What you should do » Only those lines running from the line that contains "Target: eyebrow" through the end of the material are to be written out, each exactly as shown.

#### Record extracts ####

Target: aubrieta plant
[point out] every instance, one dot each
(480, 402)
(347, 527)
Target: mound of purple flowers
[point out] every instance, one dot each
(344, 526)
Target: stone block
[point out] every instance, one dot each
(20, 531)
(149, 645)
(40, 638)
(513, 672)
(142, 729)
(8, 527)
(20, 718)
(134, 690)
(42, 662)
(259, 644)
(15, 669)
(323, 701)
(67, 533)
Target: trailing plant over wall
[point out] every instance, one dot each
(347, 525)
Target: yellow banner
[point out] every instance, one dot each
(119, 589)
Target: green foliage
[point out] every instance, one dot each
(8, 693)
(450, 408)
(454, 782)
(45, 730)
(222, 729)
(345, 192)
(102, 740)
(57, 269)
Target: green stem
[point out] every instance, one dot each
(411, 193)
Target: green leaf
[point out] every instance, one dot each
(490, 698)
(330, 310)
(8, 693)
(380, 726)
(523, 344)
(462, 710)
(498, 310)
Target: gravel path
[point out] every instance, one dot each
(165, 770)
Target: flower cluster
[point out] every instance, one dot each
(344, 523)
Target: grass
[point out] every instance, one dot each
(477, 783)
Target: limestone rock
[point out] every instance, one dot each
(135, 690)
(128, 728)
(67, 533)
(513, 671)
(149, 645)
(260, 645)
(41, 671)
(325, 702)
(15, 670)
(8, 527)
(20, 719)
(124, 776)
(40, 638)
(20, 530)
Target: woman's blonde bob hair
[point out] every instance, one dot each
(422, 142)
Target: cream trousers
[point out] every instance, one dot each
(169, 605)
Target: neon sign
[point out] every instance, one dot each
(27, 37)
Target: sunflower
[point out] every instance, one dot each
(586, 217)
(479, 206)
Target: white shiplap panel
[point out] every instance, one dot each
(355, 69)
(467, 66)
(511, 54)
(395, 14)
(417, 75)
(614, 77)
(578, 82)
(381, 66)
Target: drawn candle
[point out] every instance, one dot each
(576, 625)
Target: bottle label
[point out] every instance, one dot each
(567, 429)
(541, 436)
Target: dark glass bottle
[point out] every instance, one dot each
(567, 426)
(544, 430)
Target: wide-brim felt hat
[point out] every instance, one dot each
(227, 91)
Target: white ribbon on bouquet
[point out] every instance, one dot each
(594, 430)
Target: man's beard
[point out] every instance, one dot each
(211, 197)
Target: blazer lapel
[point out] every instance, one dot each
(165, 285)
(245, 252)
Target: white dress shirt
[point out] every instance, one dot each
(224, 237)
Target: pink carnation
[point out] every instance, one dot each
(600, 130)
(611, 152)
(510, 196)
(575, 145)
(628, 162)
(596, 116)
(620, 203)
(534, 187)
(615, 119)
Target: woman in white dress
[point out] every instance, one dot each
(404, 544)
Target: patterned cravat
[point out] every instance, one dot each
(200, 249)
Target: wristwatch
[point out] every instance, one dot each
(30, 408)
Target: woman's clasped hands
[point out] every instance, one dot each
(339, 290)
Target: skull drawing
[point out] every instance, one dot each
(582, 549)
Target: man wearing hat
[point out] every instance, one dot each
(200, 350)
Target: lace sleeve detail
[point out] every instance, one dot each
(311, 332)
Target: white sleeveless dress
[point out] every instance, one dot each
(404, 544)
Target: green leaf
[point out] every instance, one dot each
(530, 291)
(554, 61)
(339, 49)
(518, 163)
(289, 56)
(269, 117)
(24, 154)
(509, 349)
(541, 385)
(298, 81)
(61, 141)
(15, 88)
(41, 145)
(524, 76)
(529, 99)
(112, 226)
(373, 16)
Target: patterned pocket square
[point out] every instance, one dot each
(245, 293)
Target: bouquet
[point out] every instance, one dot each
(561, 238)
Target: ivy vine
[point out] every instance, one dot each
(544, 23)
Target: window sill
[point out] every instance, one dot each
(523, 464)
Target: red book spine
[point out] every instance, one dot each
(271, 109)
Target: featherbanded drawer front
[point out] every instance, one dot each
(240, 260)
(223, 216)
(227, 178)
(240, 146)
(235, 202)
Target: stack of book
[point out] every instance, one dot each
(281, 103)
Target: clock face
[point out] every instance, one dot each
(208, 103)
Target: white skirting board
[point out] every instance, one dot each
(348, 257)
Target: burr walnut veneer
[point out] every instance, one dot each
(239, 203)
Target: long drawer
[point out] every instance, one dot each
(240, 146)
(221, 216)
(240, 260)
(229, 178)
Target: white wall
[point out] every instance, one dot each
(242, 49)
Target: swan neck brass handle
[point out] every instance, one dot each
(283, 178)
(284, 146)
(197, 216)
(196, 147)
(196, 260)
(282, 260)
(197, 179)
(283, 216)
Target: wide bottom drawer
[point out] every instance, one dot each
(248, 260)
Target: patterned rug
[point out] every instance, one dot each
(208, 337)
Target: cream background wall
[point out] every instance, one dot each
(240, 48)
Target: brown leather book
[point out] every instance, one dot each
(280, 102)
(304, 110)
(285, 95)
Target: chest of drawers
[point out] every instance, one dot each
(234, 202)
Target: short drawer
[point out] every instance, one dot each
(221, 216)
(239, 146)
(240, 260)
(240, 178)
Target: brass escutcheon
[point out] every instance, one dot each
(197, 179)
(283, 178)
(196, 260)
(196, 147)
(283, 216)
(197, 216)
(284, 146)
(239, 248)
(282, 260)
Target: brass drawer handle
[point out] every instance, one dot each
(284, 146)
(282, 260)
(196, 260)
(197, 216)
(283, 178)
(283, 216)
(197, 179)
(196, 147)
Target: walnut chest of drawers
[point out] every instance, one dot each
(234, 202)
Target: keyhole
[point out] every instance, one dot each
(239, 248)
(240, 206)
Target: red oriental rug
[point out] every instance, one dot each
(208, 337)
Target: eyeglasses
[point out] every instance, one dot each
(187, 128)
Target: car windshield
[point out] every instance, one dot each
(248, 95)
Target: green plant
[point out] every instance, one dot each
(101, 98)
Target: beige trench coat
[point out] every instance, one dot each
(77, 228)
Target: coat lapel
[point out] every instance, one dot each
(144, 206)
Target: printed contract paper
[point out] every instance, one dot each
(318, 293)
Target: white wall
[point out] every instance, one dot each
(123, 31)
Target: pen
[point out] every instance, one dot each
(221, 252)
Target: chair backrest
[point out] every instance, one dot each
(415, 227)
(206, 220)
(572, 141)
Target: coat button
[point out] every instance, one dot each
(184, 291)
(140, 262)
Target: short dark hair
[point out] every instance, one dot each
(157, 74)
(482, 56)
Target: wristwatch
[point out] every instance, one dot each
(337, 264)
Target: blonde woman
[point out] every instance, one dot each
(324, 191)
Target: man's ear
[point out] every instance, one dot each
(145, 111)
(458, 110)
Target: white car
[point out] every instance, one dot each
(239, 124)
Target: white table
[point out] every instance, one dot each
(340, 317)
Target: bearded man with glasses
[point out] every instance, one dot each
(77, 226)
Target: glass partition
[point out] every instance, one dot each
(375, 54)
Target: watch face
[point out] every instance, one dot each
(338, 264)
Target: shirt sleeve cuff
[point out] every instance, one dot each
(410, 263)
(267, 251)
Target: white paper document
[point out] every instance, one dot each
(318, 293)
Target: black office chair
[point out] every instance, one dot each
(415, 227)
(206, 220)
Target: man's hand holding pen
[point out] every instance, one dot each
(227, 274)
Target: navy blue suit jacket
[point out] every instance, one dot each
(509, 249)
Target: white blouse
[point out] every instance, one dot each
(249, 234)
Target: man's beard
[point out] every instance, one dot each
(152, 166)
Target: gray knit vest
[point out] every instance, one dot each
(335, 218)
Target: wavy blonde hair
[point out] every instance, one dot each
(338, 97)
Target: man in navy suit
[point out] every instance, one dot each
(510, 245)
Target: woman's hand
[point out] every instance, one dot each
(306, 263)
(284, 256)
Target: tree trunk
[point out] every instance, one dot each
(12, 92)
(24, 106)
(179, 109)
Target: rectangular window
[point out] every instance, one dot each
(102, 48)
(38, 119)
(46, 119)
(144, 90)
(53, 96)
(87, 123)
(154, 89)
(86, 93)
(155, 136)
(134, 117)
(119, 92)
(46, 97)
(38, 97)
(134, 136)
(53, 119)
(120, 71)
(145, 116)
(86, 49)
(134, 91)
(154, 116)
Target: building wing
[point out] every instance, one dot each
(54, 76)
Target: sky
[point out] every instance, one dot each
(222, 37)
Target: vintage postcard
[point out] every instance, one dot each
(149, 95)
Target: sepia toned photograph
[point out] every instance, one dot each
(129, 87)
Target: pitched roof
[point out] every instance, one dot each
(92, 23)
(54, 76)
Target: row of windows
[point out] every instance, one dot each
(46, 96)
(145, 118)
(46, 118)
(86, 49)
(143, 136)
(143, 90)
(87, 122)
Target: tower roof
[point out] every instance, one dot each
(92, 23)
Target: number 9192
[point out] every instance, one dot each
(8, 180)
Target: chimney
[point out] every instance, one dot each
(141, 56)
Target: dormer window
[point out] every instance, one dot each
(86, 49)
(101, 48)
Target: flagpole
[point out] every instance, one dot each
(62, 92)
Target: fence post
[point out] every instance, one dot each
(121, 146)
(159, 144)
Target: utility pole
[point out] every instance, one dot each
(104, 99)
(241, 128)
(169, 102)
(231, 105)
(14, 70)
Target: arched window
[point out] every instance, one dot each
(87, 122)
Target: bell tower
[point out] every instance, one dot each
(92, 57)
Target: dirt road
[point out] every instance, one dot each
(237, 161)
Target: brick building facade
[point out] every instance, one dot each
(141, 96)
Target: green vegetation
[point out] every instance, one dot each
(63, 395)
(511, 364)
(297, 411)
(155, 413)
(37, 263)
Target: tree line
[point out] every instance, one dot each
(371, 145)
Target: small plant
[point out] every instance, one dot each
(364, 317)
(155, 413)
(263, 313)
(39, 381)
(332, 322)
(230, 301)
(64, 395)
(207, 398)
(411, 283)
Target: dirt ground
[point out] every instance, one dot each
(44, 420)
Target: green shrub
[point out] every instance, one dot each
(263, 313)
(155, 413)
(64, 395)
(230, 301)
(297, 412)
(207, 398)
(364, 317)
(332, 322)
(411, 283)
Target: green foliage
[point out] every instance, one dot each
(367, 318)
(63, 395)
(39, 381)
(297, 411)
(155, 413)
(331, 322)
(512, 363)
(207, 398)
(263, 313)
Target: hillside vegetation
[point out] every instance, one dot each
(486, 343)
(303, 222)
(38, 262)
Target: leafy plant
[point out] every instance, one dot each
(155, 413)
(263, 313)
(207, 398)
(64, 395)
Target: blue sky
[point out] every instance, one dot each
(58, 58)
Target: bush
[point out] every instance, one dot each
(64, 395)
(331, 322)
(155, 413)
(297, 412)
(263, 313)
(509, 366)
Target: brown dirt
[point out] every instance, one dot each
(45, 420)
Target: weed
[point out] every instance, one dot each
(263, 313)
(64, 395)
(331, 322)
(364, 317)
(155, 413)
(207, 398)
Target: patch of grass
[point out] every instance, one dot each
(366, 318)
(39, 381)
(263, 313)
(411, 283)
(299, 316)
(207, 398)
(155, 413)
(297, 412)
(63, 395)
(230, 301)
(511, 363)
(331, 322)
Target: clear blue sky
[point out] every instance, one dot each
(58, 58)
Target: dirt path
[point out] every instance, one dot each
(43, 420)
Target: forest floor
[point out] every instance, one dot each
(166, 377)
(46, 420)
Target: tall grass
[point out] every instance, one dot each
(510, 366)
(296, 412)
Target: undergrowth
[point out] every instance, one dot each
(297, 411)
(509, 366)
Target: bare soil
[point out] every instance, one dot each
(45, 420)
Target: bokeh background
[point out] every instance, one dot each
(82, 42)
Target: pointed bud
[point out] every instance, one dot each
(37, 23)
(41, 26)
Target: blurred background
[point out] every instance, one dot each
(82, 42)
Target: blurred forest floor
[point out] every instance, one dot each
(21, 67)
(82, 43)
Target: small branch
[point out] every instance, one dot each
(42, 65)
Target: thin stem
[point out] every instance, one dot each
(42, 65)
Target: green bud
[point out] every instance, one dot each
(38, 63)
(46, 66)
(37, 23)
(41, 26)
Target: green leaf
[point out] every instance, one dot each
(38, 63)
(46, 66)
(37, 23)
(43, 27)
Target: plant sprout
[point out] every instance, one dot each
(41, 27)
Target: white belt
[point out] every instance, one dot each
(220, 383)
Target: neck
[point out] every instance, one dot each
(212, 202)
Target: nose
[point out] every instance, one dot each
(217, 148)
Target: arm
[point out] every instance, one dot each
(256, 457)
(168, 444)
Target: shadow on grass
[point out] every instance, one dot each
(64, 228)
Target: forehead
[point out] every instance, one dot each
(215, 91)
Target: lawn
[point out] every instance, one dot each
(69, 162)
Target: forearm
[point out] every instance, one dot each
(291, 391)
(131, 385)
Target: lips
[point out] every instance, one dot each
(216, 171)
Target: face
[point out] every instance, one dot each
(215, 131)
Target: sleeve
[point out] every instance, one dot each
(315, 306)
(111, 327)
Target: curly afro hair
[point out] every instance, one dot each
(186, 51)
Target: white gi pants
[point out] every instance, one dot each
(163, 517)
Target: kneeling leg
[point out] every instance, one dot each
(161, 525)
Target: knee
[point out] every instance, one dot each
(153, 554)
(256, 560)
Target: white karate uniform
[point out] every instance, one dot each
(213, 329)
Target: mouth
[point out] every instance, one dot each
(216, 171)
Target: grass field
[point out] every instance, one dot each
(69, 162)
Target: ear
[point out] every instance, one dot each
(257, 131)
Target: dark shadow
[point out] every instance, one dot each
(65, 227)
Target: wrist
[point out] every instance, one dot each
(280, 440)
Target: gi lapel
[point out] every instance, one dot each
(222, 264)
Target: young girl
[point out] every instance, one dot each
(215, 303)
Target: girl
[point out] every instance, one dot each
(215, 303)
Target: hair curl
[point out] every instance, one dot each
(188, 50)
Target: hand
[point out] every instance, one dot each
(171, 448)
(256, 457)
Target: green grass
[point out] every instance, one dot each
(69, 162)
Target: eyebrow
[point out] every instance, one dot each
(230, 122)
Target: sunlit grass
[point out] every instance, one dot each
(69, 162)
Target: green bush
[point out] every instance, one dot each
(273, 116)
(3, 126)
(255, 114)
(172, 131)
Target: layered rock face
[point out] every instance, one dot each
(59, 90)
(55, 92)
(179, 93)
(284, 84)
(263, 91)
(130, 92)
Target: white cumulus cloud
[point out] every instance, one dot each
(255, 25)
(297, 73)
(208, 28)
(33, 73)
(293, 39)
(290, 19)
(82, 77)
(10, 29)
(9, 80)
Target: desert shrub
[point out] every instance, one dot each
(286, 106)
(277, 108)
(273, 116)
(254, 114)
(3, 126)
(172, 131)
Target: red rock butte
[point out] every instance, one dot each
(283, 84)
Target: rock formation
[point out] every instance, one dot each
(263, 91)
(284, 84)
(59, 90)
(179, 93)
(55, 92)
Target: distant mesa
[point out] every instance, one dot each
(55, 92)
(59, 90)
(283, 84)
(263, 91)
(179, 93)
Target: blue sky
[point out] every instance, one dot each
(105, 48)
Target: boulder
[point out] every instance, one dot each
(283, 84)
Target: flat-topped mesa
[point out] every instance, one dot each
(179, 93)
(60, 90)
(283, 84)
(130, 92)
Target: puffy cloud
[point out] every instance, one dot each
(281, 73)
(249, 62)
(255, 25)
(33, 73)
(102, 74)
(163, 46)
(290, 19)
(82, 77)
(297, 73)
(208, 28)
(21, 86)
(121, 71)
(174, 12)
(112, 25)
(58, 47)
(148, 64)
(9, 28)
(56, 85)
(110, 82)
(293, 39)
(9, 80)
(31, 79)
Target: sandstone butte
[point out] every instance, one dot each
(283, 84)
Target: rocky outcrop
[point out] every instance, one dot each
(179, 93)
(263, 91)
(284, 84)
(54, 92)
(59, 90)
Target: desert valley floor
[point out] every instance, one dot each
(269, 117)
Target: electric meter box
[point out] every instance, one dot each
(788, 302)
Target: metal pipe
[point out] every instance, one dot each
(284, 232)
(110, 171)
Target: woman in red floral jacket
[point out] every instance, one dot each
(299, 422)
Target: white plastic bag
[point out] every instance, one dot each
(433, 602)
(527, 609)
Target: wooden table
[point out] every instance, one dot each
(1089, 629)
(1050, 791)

####

Expected output »
Target: eyebrow
[point out] every instance, one dot each
(230, 122)
Target: sunlit grass
[point out] every instance, one dot each
(69, 162)
Target: green bush
[point out] every instance, one dot each
(273, 116)
(3, 126)
(255, 114)
(172, 131)
Target: layered rock face
[point out] every instance, one dot each
(59, 90)
(55, 92)
(179, 93)
(284, 84)
(263, 91)
(130, 92)
Target: white cumulus cloud
[point out] every instance, one dot each
(255, 25)
(297, 73)
(208, 28)
(33, 73)
(293, 39)
(290, 19)
(82, 77)
(10, 29)
(9, 80)
Target: desert shrub
[point out] every instance, one dot each
(286, 106)
(277, 108)
(273, 116)
(254, 114)
(3, 126)
(172, 131)
Target: red rock butte
[point out] every instance, one dot each
(283, 84)
Target: rock formation
[point out] every instance, one dot each
(263, 91)
(284, 84)
(59, 90)
(179, 93)
(55, 92)
Target: distant mesa
[point out] every instance, one dot each
(55, 92)
(59, 90)
(283, 84)
(263, 91)
(179, 93)
Target: blue sky
[point out] every instance, one dot each
(105, 48)
Target: boulder
[point out] every instance, one dot each
(283, 84)
Target: flat-topped mesa
[point out] every instance, one dot each
(179, 93)
(60, 90)
(283, 84)
(130, 92)
Target: puffy cloud
[point out] every instance, one dot each
(281, 73)
(249, 62)
(255, 25)
(33, 73)
(102, 74)
(163, 46)
(290, 19)
(82, 77)
(297, 73)
(208, 28)
(21, 86)
(121, 71)
(174, 12)
(112, 25)
(58, 47)
(148, 64)
(9, 28)
(56, 85)
(110, 82)
(293, 39)
(9, 80)
(31, 79)
Target: sandstone butte
[point out] every instance, one dot each
(283, 84)
Target: rocky outcrop
[point out] every instance, one dot each
(179, 93)
(263, 91)
(284, 84)
(54, 92)
(59, 90)
Target: desert valley floor
[point out] every instance, one dot each
(269, 117)
Target: electric meter box
[point out] every instance, one dot each
(788, 302)
Target: metal pipe
[point out] every instance, one dot each
(284, 232)
(110, 171)
Target: woman in red floral jacket
[point out] every instance, one dot each
(299, 422)
Target: white plastic bag
[point out] every instance, one dot each
(433, 602)
(527, 609)
Target: wooden table
[point out] every instance, one dot each
(1089, 629)
(1050, 791)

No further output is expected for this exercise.